** Provided records follows **

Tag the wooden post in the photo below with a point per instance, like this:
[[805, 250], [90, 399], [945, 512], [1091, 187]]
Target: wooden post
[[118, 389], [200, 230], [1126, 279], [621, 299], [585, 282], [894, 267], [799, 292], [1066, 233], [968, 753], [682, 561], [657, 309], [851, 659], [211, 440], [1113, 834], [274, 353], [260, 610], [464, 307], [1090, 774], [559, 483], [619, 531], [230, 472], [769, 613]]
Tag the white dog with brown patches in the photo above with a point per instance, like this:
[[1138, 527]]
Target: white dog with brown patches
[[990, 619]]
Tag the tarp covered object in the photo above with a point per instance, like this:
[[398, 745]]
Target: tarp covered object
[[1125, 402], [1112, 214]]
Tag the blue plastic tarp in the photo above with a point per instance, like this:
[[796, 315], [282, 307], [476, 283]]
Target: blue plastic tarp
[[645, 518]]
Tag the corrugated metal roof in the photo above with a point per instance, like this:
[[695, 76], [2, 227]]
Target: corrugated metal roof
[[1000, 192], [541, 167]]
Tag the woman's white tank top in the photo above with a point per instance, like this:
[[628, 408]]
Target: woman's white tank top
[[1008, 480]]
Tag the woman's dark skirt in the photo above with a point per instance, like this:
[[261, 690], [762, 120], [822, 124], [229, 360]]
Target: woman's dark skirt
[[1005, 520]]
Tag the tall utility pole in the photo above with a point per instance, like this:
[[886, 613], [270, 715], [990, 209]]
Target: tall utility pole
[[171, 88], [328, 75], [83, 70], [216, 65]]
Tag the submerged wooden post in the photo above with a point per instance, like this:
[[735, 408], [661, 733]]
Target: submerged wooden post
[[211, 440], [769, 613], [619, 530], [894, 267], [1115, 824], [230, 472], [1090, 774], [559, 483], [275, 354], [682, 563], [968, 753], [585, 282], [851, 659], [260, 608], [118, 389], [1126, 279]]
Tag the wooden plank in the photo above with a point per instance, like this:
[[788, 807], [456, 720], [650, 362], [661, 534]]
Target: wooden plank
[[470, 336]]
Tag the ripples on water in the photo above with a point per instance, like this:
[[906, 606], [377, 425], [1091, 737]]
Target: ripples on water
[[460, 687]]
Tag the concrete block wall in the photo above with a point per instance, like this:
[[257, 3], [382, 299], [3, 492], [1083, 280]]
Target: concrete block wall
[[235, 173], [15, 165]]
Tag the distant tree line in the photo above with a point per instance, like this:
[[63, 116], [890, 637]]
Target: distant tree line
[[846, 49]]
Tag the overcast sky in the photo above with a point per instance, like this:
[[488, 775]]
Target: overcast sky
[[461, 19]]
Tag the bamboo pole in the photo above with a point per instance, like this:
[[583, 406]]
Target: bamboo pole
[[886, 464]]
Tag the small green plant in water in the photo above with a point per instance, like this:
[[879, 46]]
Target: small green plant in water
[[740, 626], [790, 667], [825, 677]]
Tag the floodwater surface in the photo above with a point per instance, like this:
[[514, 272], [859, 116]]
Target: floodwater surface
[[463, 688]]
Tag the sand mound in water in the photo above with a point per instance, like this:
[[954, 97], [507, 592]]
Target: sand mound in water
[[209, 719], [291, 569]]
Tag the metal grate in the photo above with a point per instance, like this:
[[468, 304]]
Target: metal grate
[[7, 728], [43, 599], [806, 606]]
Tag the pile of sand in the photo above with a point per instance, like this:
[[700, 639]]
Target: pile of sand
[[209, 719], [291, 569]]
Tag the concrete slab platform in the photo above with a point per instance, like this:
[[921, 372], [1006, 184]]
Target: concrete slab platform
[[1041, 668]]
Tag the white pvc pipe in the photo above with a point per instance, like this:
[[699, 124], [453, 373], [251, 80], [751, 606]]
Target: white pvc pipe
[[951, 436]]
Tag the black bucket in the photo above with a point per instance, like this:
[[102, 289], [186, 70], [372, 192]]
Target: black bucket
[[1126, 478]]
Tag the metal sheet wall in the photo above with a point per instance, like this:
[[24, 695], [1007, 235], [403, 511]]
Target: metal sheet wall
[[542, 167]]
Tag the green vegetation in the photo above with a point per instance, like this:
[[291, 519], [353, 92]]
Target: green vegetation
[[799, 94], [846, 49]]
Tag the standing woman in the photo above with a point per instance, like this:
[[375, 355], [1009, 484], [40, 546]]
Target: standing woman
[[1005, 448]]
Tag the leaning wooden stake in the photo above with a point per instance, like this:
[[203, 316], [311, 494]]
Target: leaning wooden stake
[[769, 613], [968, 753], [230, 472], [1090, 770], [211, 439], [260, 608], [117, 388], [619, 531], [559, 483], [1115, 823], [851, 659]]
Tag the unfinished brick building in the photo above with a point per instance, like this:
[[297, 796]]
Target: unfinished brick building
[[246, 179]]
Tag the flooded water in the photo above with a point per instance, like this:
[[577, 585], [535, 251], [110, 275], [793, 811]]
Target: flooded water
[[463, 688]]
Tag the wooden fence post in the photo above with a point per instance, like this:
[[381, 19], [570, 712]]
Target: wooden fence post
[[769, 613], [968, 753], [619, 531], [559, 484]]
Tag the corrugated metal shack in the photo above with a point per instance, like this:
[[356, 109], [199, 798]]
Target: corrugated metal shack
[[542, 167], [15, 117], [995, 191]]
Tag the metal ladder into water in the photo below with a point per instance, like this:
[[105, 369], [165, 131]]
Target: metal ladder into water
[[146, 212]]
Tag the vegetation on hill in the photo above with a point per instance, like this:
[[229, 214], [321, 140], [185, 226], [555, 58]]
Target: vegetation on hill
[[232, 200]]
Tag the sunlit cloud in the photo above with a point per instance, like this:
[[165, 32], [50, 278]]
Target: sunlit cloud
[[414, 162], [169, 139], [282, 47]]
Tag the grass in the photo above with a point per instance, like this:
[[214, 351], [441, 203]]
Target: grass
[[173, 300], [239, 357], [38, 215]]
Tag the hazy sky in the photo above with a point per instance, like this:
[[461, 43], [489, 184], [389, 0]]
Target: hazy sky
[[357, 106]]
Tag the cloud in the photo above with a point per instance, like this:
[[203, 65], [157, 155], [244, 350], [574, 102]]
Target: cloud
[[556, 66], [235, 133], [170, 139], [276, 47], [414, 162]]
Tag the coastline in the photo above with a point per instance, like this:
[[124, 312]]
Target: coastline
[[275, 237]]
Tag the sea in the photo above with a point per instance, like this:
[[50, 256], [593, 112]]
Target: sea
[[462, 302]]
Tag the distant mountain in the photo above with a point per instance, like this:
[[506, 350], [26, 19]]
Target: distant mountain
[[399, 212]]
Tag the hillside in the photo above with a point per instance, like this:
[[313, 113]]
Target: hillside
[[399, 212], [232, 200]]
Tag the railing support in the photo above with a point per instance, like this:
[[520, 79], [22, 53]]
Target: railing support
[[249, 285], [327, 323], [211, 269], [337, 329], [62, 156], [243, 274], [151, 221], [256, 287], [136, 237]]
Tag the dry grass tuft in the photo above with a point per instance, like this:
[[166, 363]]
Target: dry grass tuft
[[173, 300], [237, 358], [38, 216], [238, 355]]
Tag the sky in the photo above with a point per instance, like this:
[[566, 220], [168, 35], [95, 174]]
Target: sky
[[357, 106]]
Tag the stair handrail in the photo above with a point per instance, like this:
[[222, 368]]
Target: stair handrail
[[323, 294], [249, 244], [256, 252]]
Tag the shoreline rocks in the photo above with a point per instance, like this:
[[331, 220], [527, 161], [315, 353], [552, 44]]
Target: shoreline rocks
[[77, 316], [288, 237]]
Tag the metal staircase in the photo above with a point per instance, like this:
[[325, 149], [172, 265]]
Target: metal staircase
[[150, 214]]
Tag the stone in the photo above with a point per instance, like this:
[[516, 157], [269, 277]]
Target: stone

** End of Provided records **

Up to and including the line that contains "[[735, 408], [661, 733]]", restate word for word every line of the entries, starting from the first.

### [Written response]
Tag the wooden post in the photo below with a point per instance, like this:
[[805, 250], [90, 399], [945, 512], [1091, 187]]
Target: wooden post
[[118, 389], [200, 230], [1126, 279], [621, 299], [585, 282], [894, 267], [799, 292], [1066, 233], [968, 753], [682, 561], [657, 309], [851, 659], [211, 440], [1113, 834], [274, 353], [260, 610], [464, 307], [1090, 774], [559, 483], [619, 531], [230, 472], [769, 613]]
Tag the white dog with brown patches in the photo above with a point per instance, like this:
[[1138, 527]]
Target: white dog with brown patches
[[990, 619]]
Tag the tarp covered object in the photo above with a point per instance, like this:
[[398, 745]]
Target: tarp covered object
[[1125, 402], [1112, 214]]
Tag the blue plastic tarp in the photo above with a point per instance, like this:
[[796, 315], [282, 307], [476, 283]]
Target: blue plastic tarp
[[645, 518]]
Tag the corrugated metal roof in the photo above with a point per instance, like this:
[[695, 76], [2, 227]]
Target: corrugated metal roof
[[1000, 192], [541, 167]]
Tag the woman's white tank top in the photo above with a point per instance, like this:
[[628, 408]]
Target: woman's white tank top
[[1008, 480]]
Tag the woman's dark skirt in the photo above with a point per instance, like this:
[[261, 690], [762, 120], [822, 124], [229, 360]]
Target: woman's dark skirt
[[1005, 520]]
Tag the tall utility pole in the photo above with a point per instance, like this:
[[886, 613], [270, 715], [990, 209]]
Target: tall utility pole
[[171, 88], [328, 75], [83, 70], [216, 65]]
Tag the submerged wooden post in the photo above with a point per instance, like this:
[[735, 408], [661, 733]]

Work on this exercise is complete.